# Alternating direction method of multipliers and Robust PCA

machine learning Mathematica mathematics optimization statistics### Contents

- What’s wrong with vanilla PCA?
- Problem formulation
- When is \(\mathbf{X} = \mathbf{L} + \mathbf{S}\) separation meaningful?
- Applications of Robust PCA
- Augmented Lagrangian method
- Example code in Mathematica
- References

### What’s wrong with vanilla PCA?

In the previous blog post, we discussed some of the limitations of principle component analysis. One such restriction arises when there exist gross errors, corruption in the data, even just outliers. A method to handle such cases is the so-called “Robust PCA”, which we will talk about today. To understand what’s wrong with regular PCA, take a look at the following two images. The original image is on the left, whereas on the right we added some salt-and-pepper noise.

Let’s see what happens if we perform an SVD and then try to reconstruct the two images:

As you may notice, the decomposition of the corrupted image is way worse compared to the original one (for the same number of singular values). The presence of a handful of outlier values is enough to derail the reconstruction. We used SVD here, but essentially it’s the same for PCA (we will talk in a future post on the connection between PCA and SVD).

If you want to dig in a bit deeper on why this happens, consider that PCA is a low-rank approximation of the data that minimizes the residuals’ Frobenius norm. In this sense, its vulnerability to outliers is similar to the vulnerability of least-squares to outliers. Due to the squaring of deviations from the outliers, they dominate the total norm and drive the PCA components. The following image is taken from this fantastic blog post, and provides an intuition on why by maximizing variance, PCA minimizes the least-squares reconstruction error.

Feel free to also check the Eckard-Young theorem.

### Problem formulation

Suppose that we are given a large matrix \(\mathbf{X}\in \mathbb{R}^{m,n}\), such that it can be decomposed as a sum of a
low-rank matrix \(\mathbf{L}\) and a sparse matrix \(\mathbf{S}\), i.e., \(\mathbf{X} = \mathbf{L} + \mathbf{S}\).
If you are unfamiliar with the terms, the *rank of a matrix* is defined as either the maximum number of linearly
independent column vectors in the matrix or, equivalently, as the maximum number of linearly independent row vectors.
A *sparse matrix* contains very few non-zero elements.

### Data provided
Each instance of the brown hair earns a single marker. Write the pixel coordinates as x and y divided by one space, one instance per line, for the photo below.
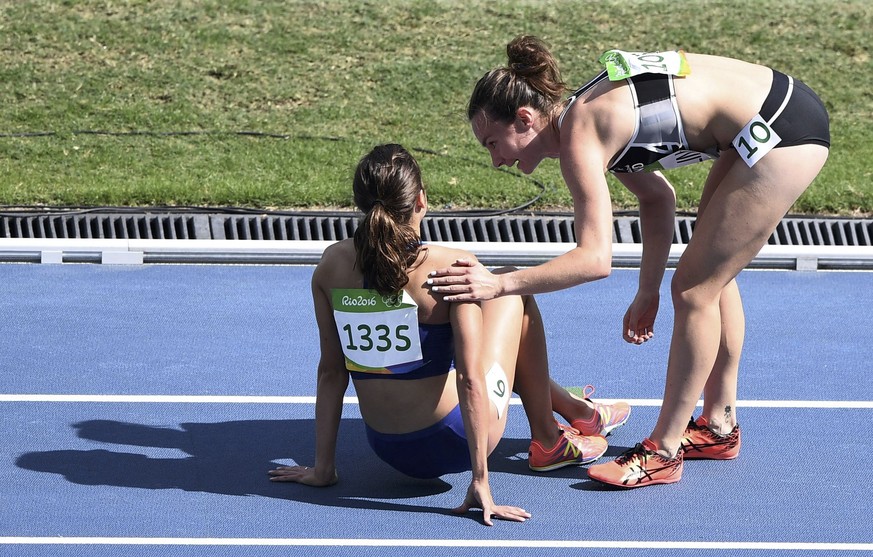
386 185
530 78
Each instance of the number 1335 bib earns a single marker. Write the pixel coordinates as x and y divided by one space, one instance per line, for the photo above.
376 332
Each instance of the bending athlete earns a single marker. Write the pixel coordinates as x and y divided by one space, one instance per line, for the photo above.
433 379
768 135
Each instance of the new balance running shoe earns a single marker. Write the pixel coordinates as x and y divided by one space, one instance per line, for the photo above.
606 417
638 467
701 442
570 450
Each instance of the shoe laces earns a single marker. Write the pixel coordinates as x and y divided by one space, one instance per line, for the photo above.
634 452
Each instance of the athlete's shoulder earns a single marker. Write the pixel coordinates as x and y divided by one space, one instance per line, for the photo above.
336 265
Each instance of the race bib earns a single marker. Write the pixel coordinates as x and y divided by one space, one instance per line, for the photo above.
376 332
755 140
622 65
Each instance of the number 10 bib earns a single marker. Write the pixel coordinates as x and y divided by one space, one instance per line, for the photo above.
376 332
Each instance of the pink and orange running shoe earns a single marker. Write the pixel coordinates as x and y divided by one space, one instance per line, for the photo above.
700 442
570 450
638 467
607 417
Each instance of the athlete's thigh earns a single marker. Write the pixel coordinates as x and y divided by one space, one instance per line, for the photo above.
742 210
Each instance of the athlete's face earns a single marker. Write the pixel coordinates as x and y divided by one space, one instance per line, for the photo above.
512 143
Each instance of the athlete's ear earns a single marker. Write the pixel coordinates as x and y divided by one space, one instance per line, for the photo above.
525 115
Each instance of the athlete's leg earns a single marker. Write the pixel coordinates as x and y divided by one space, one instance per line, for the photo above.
502 319
742 212
720 391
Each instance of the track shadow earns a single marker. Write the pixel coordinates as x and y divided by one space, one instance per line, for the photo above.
232 458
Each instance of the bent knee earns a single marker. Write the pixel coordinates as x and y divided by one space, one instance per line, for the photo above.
687 294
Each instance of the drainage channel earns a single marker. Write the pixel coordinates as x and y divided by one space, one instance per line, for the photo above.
798 242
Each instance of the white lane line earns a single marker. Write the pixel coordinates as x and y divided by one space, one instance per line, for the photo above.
339 542
253 399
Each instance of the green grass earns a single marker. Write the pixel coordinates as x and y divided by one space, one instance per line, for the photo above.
335 78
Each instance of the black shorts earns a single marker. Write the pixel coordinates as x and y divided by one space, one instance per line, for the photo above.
804 119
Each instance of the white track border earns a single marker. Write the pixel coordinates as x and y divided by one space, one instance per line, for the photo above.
306 252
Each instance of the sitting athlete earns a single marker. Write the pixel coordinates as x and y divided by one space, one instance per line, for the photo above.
433 379
769 136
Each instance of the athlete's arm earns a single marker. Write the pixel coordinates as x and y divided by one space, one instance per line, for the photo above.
333 381
657 217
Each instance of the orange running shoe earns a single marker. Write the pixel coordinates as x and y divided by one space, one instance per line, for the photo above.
606 417
701 442
570 450
638 467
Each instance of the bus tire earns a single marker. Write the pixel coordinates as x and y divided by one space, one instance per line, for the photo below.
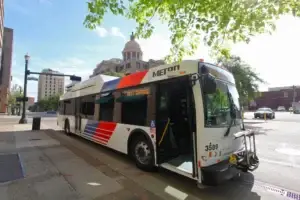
142 152
67 128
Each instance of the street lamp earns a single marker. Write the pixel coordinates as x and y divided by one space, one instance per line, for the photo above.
23 119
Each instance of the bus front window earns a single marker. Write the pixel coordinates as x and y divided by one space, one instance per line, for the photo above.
218 105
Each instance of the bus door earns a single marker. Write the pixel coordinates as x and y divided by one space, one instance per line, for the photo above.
175 127
77 115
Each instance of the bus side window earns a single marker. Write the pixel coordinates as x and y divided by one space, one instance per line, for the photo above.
68 108
88 105
106 111
134 113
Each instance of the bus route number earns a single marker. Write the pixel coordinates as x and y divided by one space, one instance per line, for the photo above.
211 147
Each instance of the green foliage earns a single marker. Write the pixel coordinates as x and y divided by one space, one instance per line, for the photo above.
116 74
49 104
15 91
247 80
189 21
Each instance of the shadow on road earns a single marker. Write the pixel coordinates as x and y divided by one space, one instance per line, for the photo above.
239 188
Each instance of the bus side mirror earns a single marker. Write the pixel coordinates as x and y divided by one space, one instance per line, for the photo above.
209 84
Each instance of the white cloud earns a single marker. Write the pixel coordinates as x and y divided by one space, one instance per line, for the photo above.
274 57
102 32
45 2
115 31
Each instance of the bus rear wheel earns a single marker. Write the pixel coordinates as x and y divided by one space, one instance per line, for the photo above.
143 153
67 128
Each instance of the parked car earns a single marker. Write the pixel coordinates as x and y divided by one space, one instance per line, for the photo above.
281 108
259 113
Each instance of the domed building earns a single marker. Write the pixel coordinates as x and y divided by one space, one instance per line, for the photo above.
132 60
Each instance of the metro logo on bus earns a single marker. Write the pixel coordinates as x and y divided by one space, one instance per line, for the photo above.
164 71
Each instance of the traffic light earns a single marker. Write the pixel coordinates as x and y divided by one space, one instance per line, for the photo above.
75 78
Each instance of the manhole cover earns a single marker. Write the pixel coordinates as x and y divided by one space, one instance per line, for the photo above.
10 167
34 139
288 151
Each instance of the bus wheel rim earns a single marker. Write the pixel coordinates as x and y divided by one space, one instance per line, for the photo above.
142 152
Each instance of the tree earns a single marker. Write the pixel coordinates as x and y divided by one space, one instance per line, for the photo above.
111 73
215 22
50 103
247 80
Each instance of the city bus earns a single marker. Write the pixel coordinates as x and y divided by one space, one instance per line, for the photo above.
183 117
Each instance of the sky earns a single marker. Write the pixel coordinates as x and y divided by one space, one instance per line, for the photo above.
52 33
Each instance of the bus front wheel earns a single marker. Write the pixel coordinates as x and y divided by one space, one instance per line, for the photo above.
67 128
143 153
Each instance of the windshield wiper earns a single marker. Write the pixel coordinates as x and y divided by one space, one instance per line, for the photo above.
232 110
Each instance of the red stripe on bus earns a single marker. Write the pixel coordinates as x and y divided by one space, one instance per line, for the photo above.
104 131
132 79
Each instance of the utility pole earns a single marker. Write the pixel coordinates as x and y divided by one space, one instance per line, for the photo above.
23 119
294 93
24 99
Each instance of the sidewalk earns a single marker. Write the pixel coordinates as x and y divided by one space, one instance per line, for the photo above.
36 166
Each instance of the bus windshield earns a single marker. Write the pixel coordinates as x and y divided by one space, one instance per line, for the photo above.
220 105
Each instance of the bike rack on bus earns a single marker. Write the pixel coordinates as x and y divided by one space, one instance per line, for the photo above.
247 159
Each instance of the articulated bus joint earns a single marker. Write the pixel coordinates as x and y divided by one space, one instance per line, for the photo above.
247 160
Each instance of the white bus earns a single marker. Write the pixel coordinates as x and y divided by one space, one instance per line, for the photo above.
182 117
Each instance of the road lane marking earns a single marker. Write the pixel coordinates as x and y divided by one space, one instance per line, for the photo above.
176 193
280 163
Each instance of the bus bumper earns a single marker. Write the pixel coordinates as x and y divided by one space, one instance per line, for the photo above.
244 160
216 174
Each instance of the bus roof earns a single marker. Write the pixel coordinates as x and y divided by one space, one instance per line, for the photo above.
102 83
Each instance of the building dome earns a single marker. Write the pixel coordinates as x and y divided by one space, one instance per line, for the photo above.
132 45
132 50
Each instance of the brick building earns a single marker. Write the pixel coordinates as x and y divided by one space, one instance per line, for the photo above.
132 60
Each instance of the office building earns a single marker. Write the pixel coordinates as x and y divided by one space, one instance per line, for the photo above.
5 71
132 60
50 85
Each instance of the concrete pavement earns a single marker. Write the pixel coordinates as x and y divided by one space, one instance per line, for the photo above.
49 170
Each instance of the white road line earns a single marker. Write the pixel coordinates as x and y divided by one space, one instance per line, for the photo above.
280 163
176 193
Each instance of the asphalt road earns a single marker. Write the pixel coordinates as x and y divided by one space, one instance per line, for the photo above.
279 116
278 144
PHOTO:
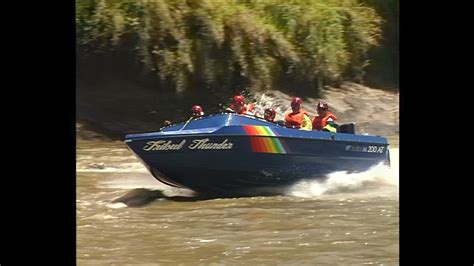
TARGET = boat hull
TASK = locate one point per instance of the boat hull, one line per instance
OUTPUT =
(251, 164)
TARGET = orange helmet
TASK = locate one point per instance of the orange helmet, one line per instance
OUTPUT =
(196, 109)
(239, 99)
(296, 102)
(269, 114)
(322, 105)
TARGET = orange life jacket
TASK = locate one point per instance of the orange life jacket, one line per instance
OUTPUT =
(295, 119)
(320, 122)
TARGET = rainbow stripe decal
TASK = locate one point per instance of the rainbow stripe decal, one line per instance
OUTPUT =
(259, 144)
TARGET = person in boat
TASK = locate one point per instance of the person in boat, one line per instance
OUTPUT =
(297, 117)
(325, 120)
(197, 111)
(239, 106)
(269, 114)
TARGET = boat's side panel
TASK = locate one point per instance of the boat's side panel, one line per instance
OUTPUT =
(215, 164)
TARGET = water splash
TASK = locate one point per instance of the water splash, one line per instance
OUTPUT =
(377, 179)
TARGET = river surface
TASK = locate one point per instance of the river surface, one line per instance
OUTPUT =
(348, 219)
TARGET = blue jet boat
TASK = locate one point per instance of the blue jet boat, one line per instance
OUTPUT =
(229, 154)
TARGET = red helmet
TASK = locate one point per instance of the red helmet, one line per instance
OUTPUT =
(323, 105)
(196, 109)
(269, 114)
(239, 99)
(296, 102)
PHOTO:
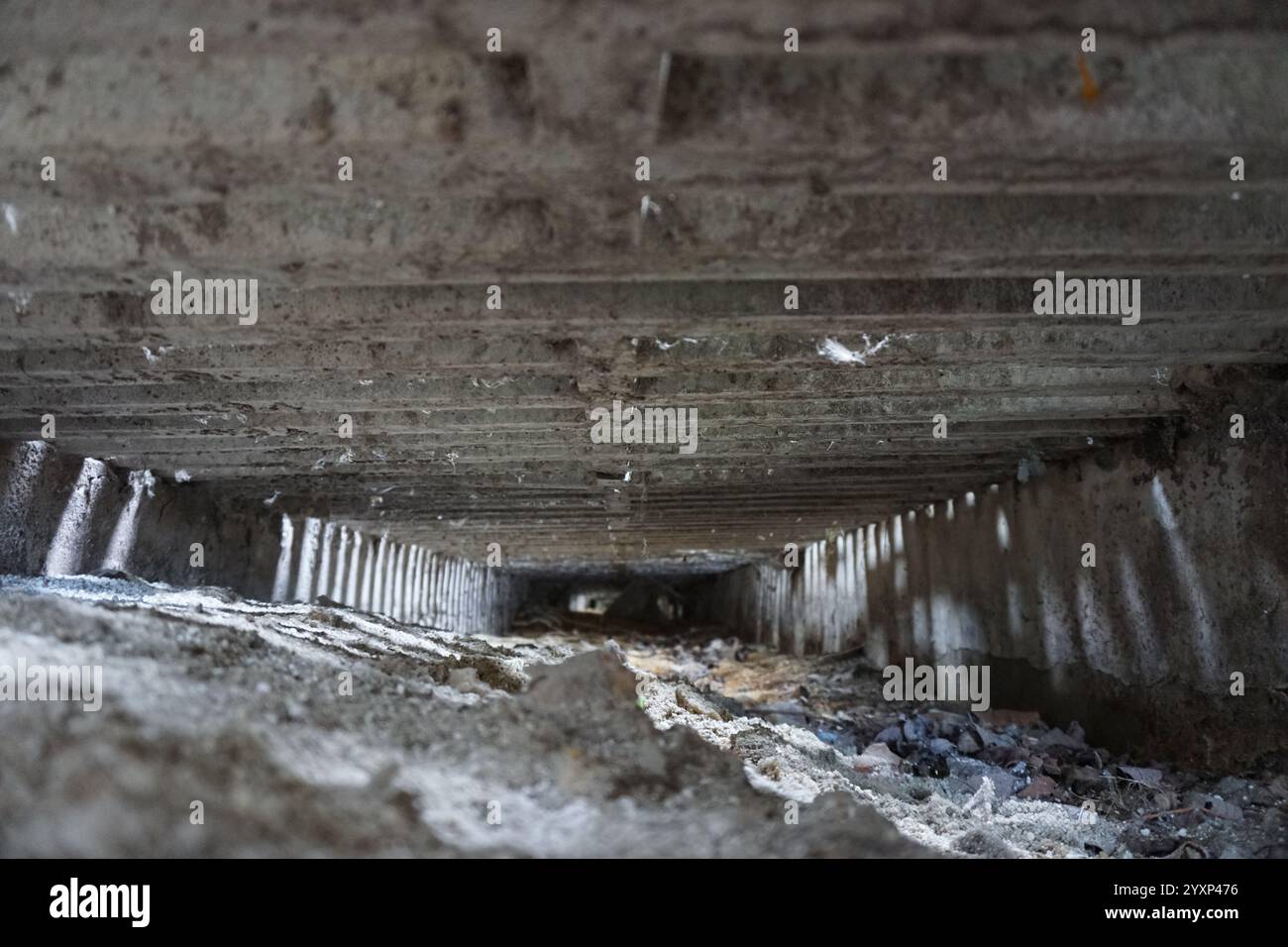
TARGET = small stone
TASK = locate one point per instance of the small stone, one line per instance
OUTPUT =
(1039, 788)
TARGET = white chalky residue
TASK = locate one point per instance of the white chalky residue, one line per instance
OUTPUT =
(840, 355)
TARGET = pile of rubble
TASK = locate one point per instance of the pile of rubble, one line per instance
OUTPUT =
(911, 751)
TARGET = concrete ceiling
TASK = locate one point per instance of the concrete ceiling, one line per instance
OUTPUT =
(768, 169)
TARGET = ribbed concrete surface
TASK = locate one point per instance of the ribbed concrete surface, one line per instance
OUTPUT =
(472, 425)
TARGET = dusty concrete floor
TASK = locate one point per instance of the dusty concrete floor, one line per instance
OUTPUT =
(239, 703)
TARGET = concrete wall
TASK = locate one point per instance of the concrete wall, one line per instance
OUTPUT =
(402, 579)
(1189, 585)
(60, 514)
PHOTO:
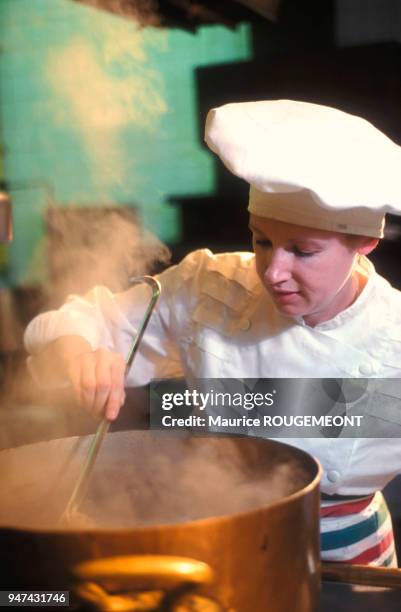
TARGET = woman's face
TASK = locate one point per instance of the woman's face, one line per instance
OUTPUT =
(308, 272)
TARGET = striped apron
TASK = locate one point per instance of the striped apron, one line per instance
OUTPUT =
(357, 531)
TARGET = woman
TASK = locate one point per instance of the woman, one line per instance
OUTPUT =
(307, 303)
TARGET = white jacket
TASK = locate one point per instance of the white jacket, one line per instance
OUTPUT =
(215, 320)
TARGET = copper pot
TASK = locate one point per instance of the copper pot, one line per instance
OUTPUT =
(251, 555)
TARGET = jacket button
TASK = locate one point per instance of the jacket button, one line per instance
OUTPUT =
(366, 369)
(333, 475)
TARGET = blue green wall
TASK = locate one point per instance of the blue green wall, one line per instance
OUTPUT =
(95, 110)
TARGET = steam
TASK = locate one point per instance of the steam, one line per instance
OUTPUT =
(103, 102)
(146, 479)
(89, 247)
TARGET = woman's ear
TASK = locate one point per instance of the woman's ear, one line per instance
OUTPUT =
(366, 244)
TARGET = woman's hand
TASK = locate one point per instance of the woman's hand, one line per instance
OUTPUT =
(97, 377)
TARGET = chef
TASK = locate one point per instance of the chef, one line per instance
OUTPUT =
(306, 304)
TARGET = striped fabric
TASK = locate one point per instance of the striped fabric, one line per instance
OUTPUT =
(358, 531)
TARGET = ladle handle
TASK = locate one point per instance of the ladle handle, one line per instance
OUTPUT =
(103, 427)
(362, 574)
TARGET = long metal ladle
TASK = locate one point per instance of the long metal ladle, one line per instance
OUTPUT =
(103, 427)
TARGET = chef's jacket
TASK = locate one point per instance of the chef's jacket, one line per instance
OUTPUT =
(215, 320)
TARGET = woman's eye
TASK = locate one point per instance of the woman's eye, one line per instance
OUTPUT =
(300, 253)
(266, 244)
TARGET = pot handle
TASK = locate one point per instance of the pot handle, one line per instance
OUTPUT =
(137, 570)
(362, 574)
(160, 579)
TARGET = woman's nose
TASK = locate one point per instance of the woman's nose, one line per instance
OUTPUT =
(277, 268)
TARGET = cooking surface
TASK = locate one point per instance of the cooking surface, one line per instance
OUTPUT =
(337, 597)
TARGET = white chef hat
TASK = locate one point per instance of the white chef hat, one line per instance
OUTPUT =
(309, 164)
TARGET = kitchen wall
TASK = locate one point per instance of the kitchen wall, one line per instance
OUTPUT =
(95, 110)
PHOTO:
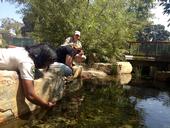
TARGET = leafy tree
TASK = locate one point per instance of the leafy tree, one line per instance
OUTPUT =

### What this exercise asks
a: For the Robust PCA post above, decide whether each statement agrees with it: (i) a few outlier values are enough to spoil the reconstruction; (ii) PCA's weakness to outliers is unlike that of least-squares; (iii) a sparse matrix has very few non-zero entries. Answer yes or no for each, and quote the words of the post that decide it.
b: Carry on writing the Robust PCA post from the point where it stops.

### Responses by task
a:
(i) Yes: "The presence of a handful of outlier values is enough to derail the reconstruction."
(ii) No: "its vulnerability to outliers is similar to the vulnerability of least-squares to outliers."
(iii) Yes: "contains very few non-zero elements."

b:
**Left**: Low-rank matrix. Only the first and the last columns are linearly independent. **Right**: Sparse matrix. Only three elements are non-zero.

Alright, so our problem is akin to decomposing the image on the left as the sum of the two images on the right:

Image taken from a presentation of Yuxin Chen.

In this setup, we do not know the rank of matrix \(\mathbf{L}\), nor the positions of the zeros in the sparse matrix \(\mathbf{S}\) or even how many of them there are. The optimization problem we are called to solve is:

\[\mathop{\mathrm{arg\,min}}_{L,S} \,\,\mathop{\mathrm{rank}}(\mathbf{L}) + \lambda \left\Vert \mathbf{S}\right\Vert_{\infty}, \,\, s.t. \mathbf{X} = \mathbf{L} + \mathbf{S}\]Where \(\left\Vert \mathbf{S}\right\Vert_\infty\) is the *infinity norm* that goes down as the non-zero elements of a matrix go down.
The parameter \(\lambda\) defines the relative contribution of the two terms in the optimization objective. If we assume a large
value for \(\lambda\), then the optimizer will try harder to decrease the density of the matrix \(\mathbf{S}\) to achieve
sparseness.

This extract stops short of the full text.